— Start of DATA ENTRIES —

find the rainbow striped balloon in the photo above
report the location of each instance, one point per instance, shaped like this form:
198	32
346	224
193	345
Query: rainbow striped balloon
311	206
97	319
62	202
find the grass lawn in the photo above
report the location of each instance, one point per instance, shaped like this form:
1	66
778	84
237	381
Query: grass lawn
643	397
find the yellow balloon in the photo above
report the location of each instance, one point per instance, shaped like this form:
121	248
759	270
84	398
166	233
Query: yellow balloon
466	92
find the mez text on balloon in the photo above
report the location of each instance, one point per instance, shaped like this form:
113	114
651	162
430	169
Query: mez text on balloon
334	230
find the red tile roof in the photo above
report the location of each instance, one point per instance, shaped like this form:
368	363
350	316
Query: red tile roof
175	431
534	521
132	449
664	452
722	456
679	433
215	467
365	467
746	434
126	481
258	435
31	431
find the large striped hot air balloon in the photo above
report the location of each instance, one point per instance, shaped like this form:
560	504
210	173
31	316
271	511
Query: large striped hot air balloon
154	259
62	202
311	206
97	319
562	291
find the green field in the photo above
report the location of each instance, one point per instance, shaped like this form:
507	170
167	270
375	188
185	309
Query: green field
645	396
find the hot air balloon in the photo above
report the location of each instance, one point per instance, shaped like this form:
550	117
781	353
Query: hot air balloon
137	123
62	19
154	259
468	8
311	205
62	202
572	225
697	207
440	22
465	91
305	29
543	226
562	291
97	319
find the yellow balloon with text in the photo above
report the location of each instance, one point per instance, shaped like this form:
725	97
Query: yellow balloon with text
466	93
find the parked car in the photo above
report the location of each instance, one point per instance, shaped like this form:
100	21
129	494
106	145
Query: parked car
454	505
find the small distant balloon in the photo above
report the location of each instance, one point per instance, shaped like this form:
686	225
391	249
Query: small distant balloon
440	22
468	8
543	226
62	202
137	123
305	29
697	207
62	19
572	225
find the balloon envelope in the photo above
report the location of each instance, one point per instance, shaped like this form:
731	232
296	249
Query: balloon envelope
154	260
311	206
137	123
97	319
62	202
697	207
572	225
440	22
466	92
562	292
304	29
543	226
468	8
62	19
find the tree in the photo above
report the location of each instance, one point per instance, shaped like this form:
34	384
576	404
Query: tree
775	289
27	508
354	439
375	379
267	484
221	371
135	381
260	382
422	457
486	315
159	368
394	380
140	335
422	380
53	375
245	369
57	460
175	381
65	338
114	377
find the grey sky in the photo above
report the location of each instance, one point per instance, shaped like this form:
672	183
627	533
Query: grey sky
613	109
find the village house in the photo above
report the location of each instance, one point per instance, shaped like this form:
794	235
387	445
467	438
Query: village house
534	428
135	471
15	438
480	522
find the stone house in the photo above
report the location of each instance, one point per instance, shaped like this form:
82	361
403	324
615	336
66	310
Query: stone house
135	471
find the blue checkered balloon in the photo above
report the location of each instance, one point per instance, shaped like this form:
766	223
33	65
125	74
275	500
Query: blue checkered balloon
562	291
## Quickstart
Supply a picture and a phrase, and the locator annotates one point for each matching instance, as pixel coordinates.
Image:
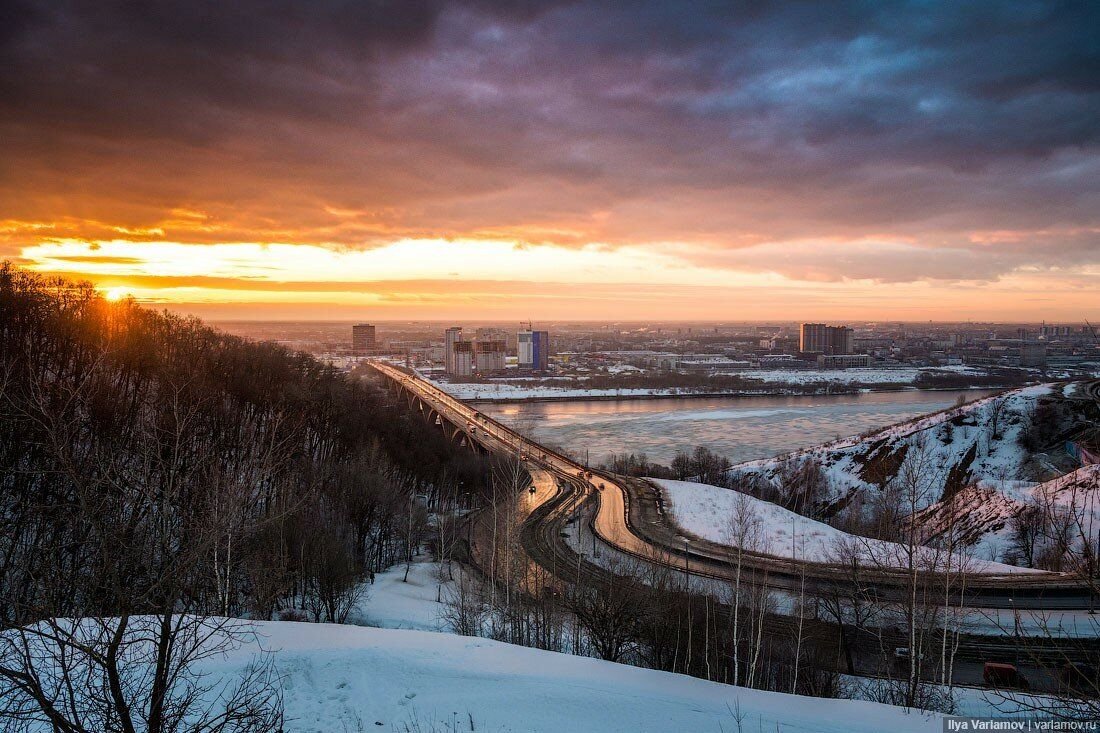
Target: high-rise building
(534, 350)
(490, 354)
(451, 337)
(363, 339)
(818, 338)
(812, 338)
(462, 359)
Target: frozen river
(740, 428)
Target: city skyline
(560, 161)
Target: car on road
(1003, 676)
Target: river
(740, 428)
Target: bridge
(629, 518)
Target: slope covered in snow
(981, 453)
(992, 515)
(339, 678)
(713, 513)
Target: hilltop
(970, 470)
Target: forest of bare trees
(157, 474)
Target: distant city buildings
(818, 338)
(363, 339)
(462, 357)
(844, 360)
(451, 338)
(534, 350)
(490, 354)
(486, 354)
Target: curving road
(629, 517)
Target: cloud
(623, 123)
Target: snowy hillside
(708, 512)
(348, 678)
(960, 440)
(975, 470)
(986, 514)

— End of DATA ENTRIES —

§ **WHAT YOU NEED TO DO**:
Retype the whole listing, keeping every line identical and omitting all pictures.

§ **ANSWER TO THIS TASK**:
find the rainbow striped balloon in the photo above
report the location of each instance, one point per instance, shaped like this form:
198	32
346	224
193	345
Query: rainbow striped balloon
311	206
97	319
62	202
find the grass lawn in the photo above
report the location of each instance, one point per instance, shaped like this form:
1	66
778	84
237	381
Query: grass lawn
643	397
find the yellow balloon in the photo above
report the location of each instance, one point per instance, shaped like this form:
121	248
759	270
84	398
166	233
Query: yellow balloon
466	92
find the mez text on balloon in the photo above
report the location of each instance, one point per instance, shaped like this form:
113	114
651	162
430	169
Query: mez text on balloon
334	230
find the red tile roof in the photo above
report the location of each instance, one point per instance, shaped like this form:
368	363
350	316
Query: red tile roof
175	431
534	521
132	449
664	452
722	456
679	433
215	467
365	467
746	434
126	481
258	435
31	431
find the large striped hot air balloon in the photo above
report the location of each instance, one point per instance, shaped like this form:
560	504
210	173
31	316
271	511
Query: large striped hot air balloon
154	259
62	202
311	206
97	319
562	291
find the green field in the photo above
report the location of each instance, one point per instance, shaped like this form:
507	170
167	270
375	188
185	309
Query: green field
645	396
find the hot air balloon in the photo above
report the location of each instance, one point per instance, shaped like this form:
550	117
781	353
Query: hot air balloon
137	123
62	19
154	259
468	8
311	205
62	202
572	225
697	207
440	22
465	91
305	29
543	226
562	291
97	319
find the yellow balloon with text in the photo above
report the location of each instance, one point per instance, shaped like this form:
725	97
Query: yellow balloon with text
466	93
find the parked car in the photo above
report the location of each instance, one point per instance, shaped like this form:
100	21
129	494
106	145
Query: parked car
454	505
find the small distant balloon in the photo above
report the location of each instance, one point per instance, shaped like this form:
686	225
391	249
Query: small distant balloon
440	22
468	8
543	226
62	202
137	123
305	29
697	207
62	19
572	225
find the balloon envelope in the photo above
report the location of each instance, one point per instance, shaped like this form:
731	232
296	249
Query: balloon envelope
154	260
311	206
137	123
97	319
62	202
697	207
572	225
440	22
466	92
562	292
304	29
543	226
468	8
62	19
find the tree in the photo above
report the location of each instance, one point per instance, shaped like this form:
34	384
576	404
Query: tree
775	289
27	508
354	439
375	379
267	484
221	371
135	381
260	382
422	457
486	315
159	368
394	380
140	335
422	380
53	375
245	369
57	460
175	381
65	338
114	377
find the grey sky in the photo above
report the location of each instance, one point per instance, shaped like this form:
672	183
627	533
Query: grey sky
613	109
find the village house in the photo above
report the location of each instance, one point per instance, shaped like this form:
794	235
387	445
467	438
Query: village house
534	428
135	471
15	438
480	522
find the stone house in the photo above
report the location of each instance, one point per instance, shaped like this form:
82	361
403	324
615	336
66	310
Query: stone house
135	471
find the blue checkered balloon in the photo above
report the location of each instance, one point per instance, shaped like this form:
766	223
33	65
125	74
275	500
Query: blue checkered balloon
562	291
## Quickstart
Supply a picture and a phrase, and the locator annotates one point for each matching instance, as pixel coordinates.
Image:
Target: high-rise building
(534, 350)
(490, 354)
(451, 337)
(363, 339)
(818, 338)
(812, 338)
(462, 359)
Target: frozen river
(740, 428)
Target: city skyline
(560, 161)
Target: car on road
(1003, 676)
Target: river
(740, 428)
Target: bridge
(629, 518)
Target: slope covered in snow
(981, 453)
(992, 515)
(339, 678)
(713, 513)
Target: hilltop
(970, 470)
Target: forest of bare trees
(157, 474)
Target: distant city buildings
(818, 338)
(363, 339)
(462, 357)
(844, 360)
(451, 338)
(534, 350)
(490, 354)
(486, 354)
Target: curving road
(629, 517)
Target: cloud
(623, 123)
Target: snowy hillside
(708, 512)
(348, 678)
(960, 440)
(975, 470)
(986, 514)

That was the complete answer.